(TASK DATA)

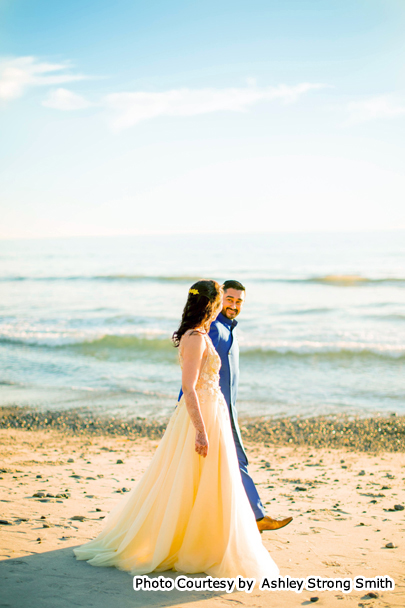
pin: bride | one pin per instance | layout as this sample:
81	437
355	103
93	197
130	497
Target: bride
189	512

(End TASK DATA)

■ TASK ITEM: Please write the data out again exactly, but do not carry over the pictures.

■ EXERCISE SOLUTION:
pin: bride | one pin per instance | layout as this sample:
81	437
355	103
93	197
130	497
Target: bride
189	512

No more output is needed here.